Work task:
In the entries below, the word "fabric" appears on some lines. Copy each of those lines.

Data to examine:
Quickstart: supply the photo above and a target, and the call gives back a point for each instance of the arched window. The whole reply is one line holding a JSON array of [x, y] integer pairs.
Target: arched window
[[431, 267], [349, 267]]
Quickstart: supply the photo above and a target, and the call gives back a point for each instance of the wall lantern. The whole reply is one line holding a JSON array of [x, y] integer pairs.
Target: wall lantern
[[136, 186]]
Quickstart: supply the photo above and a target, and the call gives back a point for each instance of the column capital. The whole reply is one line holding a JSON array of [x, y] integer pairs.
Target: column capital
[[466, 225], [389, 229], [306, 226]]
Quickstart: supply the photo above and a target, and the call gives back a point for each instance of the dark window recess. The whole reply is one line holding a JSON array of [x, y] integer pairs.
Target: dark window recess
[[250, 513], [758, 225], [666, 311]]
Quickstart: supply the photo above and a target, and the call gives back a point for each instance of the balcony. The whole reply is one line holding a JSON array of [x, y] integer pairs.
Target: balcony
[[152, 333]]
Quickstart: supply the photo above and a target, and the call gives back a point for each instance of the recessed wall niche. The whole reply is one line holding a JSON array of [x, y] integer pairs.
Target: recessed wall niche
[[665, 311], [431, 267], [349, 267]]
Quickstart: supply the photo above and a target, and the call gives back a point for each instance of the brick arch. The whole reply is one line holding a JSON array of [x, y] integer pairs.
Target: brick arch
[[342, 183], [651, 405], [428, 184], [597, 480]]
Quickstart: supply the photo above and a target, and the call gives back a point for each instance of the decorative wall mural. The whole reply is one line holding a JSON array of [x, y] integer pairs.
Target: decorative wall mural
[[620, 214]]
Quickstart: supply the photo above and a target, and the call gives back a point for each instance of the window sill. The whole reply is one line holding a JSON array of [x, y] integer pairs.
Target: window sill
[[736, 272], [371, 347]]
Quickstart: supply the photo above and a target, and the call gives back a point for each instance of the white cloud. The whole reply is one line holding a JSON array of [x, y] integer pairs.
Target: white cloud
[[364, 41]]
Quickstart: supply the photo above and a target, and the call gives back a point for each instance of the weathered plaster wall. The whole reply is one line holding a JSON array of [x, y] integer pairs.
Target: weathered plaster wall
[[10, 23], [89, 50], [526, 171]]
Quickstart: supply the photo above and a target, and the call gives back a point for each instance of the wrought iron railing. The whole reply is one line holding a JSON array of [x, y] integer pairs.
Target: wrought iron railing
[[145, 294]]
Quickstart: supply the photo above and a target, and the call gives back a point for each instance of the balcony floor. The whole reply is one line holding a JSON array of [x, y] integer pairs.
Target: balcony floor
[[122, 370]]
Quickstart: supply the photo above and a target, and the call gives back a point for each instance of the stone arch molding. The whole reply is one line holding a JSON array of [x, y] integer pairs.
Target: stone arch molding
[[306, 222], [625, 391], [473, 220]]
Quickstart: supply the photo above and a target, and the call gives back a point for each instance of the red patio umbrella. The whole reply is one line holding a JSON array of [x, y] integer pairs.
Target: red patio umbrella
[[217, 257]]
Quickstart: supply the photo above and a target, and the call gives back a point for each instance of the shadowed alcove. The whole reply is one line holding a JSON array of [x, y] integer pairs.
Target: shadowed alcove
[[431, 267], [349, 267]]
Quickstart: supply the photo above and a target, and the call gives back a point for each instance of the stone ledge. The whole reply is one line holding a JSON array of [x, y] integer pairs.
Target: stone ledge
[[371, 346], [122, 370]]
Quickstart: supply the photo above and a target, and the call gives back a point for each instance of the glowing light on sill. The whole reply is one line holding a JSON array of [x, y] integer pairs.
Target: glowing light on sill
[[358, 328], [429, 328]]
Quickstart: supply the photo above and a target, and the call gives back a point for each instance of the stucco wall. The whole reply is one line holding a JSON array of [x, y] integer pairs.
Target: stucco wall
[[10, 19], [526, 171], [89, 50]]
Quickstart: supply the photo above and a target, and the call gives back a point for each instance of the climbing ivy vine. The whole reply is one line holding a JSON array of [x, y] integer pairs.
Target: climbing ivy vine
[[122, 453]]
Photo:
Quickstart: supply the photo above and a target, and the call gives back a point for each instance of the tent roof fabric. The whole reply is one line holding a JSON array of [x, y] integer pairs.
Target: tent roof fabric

Expected output:
Quickstart: supply the photo above and a target, and the call gives back a point for each instance of the tent roof fabric. The whole reply is one line holding a JSON array of [x, y] integer pairs.
Target: tent roof fabric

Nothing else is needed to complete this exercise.